[Stored records]

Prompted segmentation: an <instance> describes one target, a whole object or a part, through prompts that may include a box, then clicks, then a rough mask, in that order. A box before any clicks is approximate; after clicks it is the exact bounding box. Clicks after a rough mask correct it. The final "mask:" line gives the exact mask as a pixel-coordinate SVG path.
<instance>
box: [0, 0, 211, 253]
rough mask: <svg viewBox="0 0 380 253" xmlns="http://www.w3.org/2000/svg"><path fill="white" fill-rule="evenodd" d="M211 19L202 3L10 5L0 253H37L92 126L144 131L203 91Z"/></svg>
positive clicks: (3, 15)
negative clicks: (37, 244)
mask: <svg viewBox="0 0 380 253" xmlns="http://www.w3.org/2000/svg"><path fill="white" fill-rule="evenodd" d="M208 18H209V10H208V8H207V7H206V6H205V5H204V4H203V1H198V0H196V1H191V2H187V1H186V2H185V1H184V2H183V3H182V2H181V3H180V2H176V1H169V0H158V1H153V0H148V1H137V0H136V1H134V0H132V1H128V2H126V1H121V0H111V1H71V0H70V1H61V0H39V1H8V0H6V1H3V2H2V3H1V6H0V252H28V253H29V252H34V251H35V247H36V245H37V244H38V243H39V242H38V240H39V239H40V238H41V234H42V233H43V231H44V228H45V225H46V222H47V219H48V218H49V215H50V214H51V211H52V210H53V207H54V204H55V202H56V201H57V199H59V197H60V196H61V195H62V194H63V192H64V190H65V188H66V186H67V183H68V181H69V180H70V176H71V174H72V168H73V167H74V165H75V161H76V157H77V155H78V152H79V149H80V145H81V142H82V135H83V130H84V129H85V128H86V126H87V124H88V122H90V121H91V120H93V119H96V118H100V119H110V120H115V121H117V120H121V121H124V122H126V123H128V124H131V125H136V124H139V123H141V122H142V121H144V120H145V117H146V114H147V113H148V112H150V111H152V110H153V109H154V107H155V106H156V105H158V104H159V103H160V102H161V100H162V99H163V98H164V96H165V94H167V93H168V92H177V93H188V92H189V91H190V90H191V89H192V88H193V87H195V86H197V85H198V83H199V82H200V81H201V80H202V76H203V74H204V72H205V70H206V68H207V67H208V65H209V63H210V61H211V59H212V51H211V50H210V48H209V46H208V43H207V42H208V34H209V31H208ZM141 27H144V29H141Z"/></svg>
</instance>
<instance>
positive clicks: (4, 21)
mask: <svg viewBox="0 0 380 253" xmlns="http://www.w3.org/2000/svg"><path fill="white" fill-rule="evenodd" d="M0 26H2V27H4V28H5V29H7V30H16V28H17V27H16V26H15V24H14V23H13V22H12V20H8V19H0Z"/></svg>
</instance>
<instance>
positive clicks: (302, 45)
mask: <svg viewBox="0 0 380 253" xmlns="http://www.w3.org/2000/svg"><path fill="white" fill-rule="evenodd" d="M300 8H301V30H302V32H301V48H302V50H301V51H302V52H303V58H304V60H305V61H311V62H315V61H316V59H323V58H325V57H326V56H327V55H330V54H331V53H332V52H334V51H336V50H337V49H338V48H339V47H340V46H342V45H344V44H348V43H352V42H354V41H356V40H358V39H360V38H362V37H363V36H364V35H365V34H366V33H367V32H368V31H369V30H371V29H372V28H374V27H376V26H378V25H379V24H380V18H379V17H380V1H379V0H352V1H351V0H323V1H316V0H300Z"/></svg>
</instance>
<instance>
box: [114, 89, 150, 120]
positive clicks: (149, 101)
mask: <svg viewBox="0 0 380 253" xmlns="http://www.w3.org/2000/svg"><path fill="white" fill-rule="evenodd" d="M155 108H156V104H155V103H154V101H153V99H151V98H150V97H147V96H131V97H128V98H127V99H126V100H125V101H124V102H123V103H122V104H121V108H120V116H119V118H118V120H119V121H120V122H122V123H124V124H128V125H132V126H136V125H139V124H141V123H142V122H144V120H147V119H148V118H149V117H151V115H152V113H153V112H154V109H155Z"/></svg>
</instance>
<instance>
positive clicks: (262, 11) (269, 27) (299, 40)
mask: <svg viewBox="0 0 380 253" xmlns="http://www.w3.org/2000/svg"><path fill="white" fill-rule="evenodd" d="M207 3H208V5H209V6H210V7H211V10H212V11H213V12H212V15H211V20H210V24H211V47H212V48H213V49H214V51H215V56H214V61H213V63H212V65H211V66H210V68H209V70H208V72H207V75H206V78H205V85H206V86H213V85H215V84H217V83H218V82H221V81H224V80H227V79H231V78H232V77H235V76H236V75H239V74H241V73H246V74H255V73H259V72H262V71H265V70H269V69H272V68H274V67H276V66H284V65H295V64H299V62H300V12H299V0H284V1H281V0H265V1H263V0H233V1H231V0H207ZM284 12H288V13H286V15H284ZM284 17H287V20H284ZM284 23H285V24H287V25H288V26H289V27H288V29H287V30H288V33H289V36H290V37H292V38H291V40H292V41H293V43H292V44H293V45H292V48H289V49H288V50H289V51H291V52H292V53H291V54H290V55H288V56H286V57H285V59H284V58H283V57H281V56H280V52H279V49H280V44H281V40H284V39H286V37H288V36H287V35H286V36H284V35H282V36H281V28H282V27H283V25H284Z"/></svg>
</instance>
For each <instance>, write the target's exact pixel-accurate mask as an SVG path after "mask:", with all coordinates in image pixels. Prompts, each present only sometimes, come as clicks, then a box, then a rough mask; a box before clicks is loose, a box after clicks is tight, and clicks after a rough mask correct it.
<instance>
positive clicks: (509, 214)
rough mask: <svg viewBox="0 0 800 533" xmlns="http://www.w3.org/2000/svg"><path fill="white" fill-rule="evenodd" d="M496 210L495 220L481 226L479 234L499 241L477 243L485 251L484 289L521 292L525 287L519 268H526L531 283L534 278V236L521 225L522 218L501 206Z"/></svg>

● WHAT THE TASK REQUIRES
Each of the records is to be written out again without alteration.

● TASK SOLUTION
Prompted segmentation: an <instance> describes one target, a whole object or a part, through prompts that may include a box, then clicks, then a rough mask, in that order. A box before any clicks is approximate; after clicks it is the exact bounding box. Clicks after a rough mask correct it. The final "mask:" line gives the exact mask as a pixel-coordinate SVG path.
<instance>
box: [0, 0, 211, 253]
rough mask: <svg viewBox="0 0 380 253" xmlns="http://www.w3.org/2000/svg"><path fill="white" fill-rule="evenodd" d="M211 19L202 3L10 5L0 253H37L92 126L144 131L203 91Z"/></svg>
positive clicks: (3, 15)
negative clicks: (37, 244)
mask: <svg viewBox="0 0 380 253" xmlns="http://www.w3.org/2000/svg"><path fill="white" fill-rule="evenodd" d="M208 18H209V10H208V8H207V7H206V6H205V5H204V4H203V1H198V0H196V1H191V2H187V1H186V2H185V1H184V2H183V3H182V2H181V3H180V2H176V1H169V0H158V1H153V0H148V1H137V0H136V1H134V0H132V1H128V2H126V1H121V0H111V1H71V0H70V1H61V0H39V1H8V0H6V1H3V2H2V3H1V6H0V252H28V253H29V252H34V251H35V247H36V245H37V244H38V243H39V242H38V240H39V239H40V238H41V234H42V233H43V231H44V228H45V225H46V222H47V219H48V218H49V215H50V214H51V211H52V210H53V207H54V204H55V202H56V201H57V199H59V197H60V196H61V195H62V194H63V192H64V190H65V188H66V186H67V183H68V181H69V180H70V176H71V174H72V168H73V167H74V165H75V161H76V157H77V155H78V152H79V149H80V145H81V142H82V135H83V130H84V129H85V128H86V126H87V124H88V122H90V121H91V120H93V119H96V118H100V119H110V120H115V121H117V120H121V121H124V122H126V123H128V124H131V125H136V124H139V123H141V122H142V121H144V120H145V117H146V114H147V113H148V112H150V111H152V110H153V109H154V107H155V106H156V105H158V104H159V103H160V102H161V100H162V99H163V98H164V96H165V94H167V93H168V92H177V93H188V92H189V91H190V90H191V89H192V88H193V87H195V86H197V85H198V83H199V82H200V81H201V80H202V76H203V74H204V72H205V70H206V68H207V67H208V65H209V63H210V61H211V59H212V51H211V50H210V48H209V46H208V43H207V42H208V34H209V31H208ZM141 27H144V29H141Z"/></svg>
</instance>
<instance>
positive clicks: (4, 21)
mask: <svg viewBox="0 0 380 253" xmlns="http://www.w3.org/2000/svg"><path fill="white" fill-rule="evenodd" d="M0 26H2V27H4V28H5V29H7V30H16V28H17V27H16V26H15V24H14V23H13V22H12V20H8V19H0Z"/></svg>
</instance>
<instance>
positive clicks: (302, 45)
mask: <svg viewBox="0 0 380 253" xmlns="http://www.w3.org/2000/svg"><path fill="white" fill-rule="evenodd" d="M300 8H301V30H302V32H301V48H302V50H301V51H302V52H303V58H304V60H305V61H311V62H315V61H316V59H323V58H325V57H326V56H327V55H330V54H331V53H332V52H334V51H336V50H337V49H338V48H339V47H340V46H342V45H344V44H348V43H352V42H354V41H356V40H358V39H360V38H362V37H363V36H364V35H365V34H366V33H367V32H368V31H369V30H371V29H372V28H374V27H376V26H378V25H379V24H380V18H379V17H380V1H379V0H352V1H351V0H323V1H316V0H300Z"/></svg>
</instance>
<instance>
box: [114, 89, 150, 120]
positive clicks: (149, 101)
mask: <svg viewBox="0 0 380 253" xmlns="http://www.w3.org/2000/svg"><path fill="white" fill-rule="evenodd" d="M155 108H156V104H155V103H154V101H153V99H151V98H150V97H147V96H131V97H128V98H127V99H126V100H125V101H124V102H123V103H122V104H121V108H120V116H119V118H118V120H119V121H120V122H122V123H124V124H128V125H132V126H136V125H139V124H141V123H142V122H144V120H147V119H148V118H149V117H151V115H152V113H153V112H154V109H155Z"/></svg>
</instance>
<instance>
positive clicks: (262, 11) (269, 27) (299, 40)
mask: <svg viewBox="0 0 380 253" xmlns="http://www.w3.org/2000/svg"><path fill="white" fill-rule="evenodd" d="M207 3H208V5H209V6H210V7H211V10H212V11H213V12H212V15H211V20H210V24H211V47H212V48H213V49H214V51H215V56H214V61H213V63H212V65H211V66H210V68H209V70H208V72H207V75H206V78H205V85H206V86H213V85H215V84H217V83H218V82H221V81H224V80H227V79H231V78H232V77H235V76H236V75H239V74H241V73H246V74H255V73H259V72H262V71H265V70H269V69H272V68H274V67H276V66H284V65H295V64H299V62H300V12H299V0H284V1H281V0H265V1H263V0H233V1H231V0H207ZM284 12H288V13H286V15H284ZM284 17H287V20H284ZM284 23H285V24H287V25H288V26H289V27H288V29H287V30H288V33H289V36H290V37H292V38H291V40H292V41H293V43H292V44H293V45H292V48H289V49H288V50H289V51H291V52H292V53H291V54H290V55H288V56H286V57H285V59H284V58H283V57H281V56H280V52H279V49H280V44H281V40H284V39H286V37H288V36H287V35H286V36H284V35H282V36H281V28H282V27H283V25H284Z"/></svg>
</instance>
For each <instance>, write the target's exact pixel-accurate mask as an SVG path after "mask:", with all coordinates in image pixels. Prompts, each present only sometimes, come as clicks, then a box, then a rough mask; a box before clicks is loose, a box after clicks is tight, and clicks after a rough mask correct it.
<instance>
positive clicks: (509, 214)
rough mask: <svg viewBox="0 0 800 533" xmlns="http://www.w3.org/2000/svg"><path fill="white" fill-rule="evenodd" d="M496 210L495 220L481 226L479 234L499 241L477 243L485 251L484 289L521 292L525 287L519 268H526L531 283L534 278V236L521 225L522 218L501 206Z"/></svg>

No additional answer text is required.